* **QUOTED PASSAGE**:
((
(Reuters) - Chinese steelmaker Jingye Group said it will complete its buyout of British Steel, with 1.2 billion pounds ($1.5 billion) of investment, despite uncertainty over the control of British Steel’s French unit.
Jingye said in a statement on Tuesday it will acquire British Steel’s main plant, in the northern English town of Scunthorpe, even though it does not yet have a reply from the French government about a French unit seen as a potential obstacle to the deal.
Jingye said it agreed to the Official Receiver’s proposal, backed by the British government, to finish the deal in stages, initially completing the purchase of the British and Dutch assets before moving to the French.
“We are delighted to have reached this agreement and look forward to completing the initial transaction over the coming days so we can begin a new chapter in British steelmaking,” Jingye Chief Executive Li Huiming said.
In a statement, the union Community welcomed the news and said the new investment should be transformational.
“This has been a long and, at times, very difficult process,” Roy Rickhuss, general secretary of Community, said in a statement.
))
* **EXERCISE OBJECTIVE**: Continue the news report on Jingye's British Steel buyout from the point where it stops.

Extracted records
((
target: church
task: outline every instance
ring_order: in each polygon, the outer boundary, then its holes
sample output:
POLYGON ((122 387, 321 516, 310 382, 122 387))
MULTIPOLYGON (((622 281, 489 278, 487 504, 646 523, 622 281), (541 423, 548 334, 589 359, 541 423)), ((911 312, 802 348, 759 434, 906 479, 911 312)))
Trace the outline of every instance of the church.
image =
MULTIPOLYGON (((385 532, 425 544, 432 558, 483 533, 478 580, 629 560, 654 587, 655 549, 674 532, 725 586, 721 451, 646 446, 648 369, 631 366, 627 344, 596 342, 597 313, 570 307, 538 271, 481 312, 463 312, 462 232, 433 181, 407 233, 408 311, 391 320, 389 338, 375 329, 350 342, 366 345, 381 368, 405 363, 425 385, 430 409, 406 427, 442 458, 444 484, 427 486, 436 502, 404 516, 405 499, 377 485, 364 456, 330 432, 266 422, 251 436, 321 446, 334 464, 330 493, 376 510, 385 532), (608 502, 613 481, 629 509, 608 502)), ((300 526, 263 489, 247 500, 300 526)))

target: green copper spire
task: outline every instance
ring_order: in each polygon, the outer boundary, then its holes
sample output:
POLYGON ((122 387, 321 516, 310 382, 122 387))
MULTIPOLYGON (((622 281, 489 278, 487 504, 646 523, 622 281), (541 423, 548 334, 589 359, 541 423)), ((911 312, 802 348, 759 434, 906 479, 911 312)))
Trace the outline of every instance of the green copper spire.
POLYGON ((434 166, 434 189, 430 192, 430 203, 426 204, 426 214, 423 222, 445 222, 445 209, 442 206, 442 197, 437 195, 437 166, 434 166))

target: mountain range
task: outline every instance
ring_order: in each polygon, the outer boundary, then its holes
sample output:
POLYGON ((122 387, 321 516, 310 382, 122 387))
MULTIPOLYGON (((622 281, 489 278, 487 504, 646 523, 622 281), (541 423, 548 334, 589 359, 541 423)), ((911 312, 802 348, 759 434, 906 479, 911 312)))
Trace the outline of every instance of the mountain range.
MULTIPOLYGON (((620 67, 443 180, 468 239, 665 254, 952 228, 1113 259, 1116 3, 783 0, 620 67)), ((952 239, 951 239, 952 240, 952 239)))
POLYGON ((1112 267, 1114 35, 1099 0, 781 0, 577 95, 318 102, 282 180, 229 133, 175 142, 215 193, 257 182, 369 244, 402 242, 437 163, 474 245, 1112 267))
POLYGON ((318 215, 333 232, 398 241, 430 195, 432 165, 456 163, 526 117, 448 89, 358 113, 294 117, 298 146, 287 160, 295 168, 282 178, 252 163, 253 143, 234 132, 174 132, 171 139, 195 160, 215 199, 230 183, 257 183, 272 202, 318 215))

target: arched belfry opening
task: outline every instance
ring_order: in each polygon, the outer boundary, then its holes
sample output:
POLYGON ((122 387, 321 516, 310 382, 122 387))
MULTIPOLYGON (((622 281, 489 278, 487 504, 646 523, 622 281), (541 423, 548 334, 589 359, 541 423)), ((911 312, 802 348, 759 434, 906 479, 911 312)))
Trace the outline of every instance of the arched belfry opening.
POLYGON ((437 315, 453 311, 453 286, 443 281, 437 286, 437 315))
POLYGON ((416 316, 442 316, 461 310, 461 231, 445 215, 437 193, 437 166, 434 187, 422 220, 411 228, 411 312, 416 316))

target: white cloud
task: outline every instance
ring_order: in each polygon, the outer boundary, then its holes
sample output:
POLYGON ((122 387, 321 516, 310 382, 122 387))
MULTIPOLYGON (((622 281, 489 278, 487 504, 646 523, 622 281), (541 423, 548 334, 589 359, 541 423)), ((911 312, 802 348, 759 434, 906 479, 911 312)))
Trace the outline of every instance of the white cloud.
))
* **RESPONSE TO THIS EXERCISE**:
He also called on the British government to support the industry to ensure “British Steel and other steel producers have the best chance of success”.
British Steel was placed into compulsory liquidation last May after Greybull Capital, which bought it for a token one pound from Tata Steel (TISC.NS) in 2016, failed to secure funding to continue its operations.
The deal completion will take place on March 9, saving 3,200 jobs in Scunthorpe, Teesside and elsewhere. A further 100 jobs are to be transferred to steel stock-holder Barrett Steel following the sale of four British Steel distribution centres.
The agreement followed talks with the government, unions, suppliers and employees in Britain and the Netherlands, Jingye said.
Globally the steel sector is under pressure from weak demand, aggravated by the impact of the coronavirus outbreak.